▶ **Exercise directions**
Retype only what runs from the line that contains "Target: finger" through the last line of the listing below, both lines included.

▶ **Data supplied**
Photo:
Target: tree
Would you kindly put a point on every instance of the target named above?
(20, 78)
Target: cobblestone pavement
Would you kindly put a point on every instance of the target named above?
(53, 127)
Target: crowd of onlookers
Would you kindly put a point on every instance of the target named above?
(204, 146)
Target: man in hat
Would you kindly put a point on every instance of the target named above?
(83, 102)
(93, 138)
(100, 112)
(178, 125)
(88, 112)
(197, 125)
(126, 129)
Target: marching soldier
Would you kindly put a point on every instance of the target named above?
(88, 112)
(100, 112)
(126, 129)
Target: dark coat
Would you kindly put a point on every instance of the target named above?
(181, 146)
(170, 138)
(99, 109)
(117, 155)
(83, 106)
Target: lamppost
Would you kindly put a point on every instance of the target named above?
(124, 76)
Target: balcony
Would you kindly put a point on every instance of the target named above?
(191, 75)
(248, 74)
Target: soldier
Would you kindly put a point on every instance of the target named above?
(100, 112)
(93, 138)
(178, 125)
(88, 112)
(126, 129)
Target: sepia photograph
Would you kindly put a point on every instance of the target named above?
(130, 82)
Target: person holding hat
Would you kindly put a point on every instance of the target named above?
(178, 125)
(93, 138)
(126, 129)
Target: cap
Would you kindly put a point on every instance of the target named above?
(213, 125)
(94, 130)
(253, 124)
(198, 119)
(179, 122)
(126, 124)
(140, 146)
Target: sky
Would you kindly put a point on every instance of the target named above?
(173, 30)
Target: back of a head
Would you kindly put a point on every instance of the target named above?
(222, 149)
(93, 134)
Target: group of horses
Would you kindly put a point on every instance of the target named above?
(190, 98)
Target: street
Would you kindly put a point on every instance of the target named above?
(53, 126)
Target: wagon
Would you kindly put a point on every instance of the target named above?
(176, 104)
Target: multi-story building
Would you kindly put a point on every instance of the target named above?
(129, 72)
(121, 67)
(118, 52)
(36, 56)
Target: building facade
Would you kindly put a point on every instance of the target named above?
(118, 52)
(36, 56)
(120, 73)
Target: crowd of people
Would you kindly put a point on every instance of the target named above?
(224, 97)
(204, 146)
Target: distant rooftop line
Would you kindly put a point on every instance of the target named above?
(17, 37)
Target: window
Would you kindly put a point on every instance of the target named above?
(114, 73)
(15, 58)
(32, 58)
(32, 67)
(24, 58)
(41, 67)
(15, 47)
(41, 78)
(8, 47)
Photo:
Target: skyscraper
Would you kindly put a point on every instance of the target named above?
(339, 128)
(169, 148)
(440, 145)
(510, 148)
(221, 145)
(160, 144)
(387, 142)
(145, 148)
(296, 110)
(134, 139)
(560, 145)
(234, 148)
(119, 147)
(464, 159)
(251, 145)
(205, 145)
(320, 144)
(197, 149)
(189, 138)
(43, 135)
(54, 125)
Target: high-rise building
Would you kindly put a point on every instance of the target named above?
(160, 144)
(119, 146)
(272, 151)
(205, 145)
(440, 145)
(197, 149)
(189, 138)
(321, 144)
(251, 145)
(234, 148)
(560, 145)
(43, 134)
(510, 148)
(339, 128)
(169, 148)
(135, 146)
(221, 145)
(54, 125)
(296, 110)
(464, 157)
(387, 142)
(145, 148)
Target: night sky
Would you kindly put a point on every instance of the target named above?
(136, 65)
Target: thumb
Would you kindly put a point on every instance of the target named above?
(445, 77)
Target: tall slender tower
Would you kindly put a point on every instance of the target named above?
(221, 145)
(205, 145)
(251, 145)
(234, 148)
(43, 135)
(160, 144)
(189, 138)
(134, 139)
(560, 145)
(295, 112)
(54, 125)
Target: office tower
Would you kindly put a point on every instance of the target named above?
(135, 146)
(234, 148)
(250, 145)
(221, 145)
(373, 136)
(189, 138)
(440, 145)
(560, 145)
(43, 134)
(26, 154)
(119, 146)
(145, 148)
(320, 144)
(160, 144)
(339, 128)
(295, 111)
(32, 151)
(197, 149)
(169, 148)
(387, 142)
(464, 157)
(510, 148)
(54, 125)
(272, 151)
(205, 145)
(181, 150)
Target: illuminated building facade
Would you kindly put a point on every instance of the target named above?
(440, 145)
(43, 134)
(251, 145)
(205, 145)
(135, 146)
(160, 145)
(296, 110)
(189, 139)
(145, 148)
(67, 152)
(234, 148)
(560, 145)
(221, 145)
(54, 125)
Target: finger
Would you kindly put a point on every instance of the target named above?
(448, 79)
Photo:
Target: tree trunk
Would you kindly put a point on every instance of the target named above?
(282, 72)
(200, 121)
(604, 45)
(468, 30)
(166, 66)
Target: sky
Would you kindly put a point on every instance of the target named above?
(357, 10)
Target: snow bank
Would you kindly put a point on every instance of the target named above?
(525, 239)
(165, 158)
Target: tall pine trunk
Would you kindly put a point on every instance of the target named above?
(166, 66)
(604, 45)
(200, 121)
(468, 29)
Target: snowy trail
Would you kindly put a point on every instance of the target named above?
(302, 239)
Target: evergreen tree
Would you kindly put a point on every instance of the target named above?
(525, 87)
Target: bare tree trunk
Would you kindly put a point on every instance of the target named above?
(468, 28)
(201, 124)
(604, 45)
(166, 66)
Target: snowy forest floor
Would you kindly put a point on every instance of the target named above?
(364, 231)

▶ **Solution for this task**
Target: finger
Would you kindly put a point on every instance of the target named above?
(448, 79)
Photo:
Target: tree trunk
Would you kindly put a point on every instance of the target named above?
(282, 72)
(200, 121)
(604, 45)
(468, 30)
(166, 66)
Target: sky
Would you kindly put a point on every instance of the target named above?
(357, 10)
Target: snow bank
Would you kindly put a point on every instance of the target named above?
(525, 239)
(165, 158)
Target: tall pine trunk
Would you kindly put a point on every instance of the target named above?
(166, 66)
(604, 45)
(200, 121)
(468, 29)
Target: snowy trail
Would you kindly put a point on every instance of the target named above?
(302, 239)
Target: evergreen tree
Would you kindly put a point on every instance of the target named above?
(525, 87)
Target: bare tree trunk
Would you kindly put a point on every instance of the target named above?
(468, 28)
(201, 124)
(604, 45)
(166, 66)
Target: snowy forest floor
Would you kindly put a point on every instance of the target named above?
(364, 231)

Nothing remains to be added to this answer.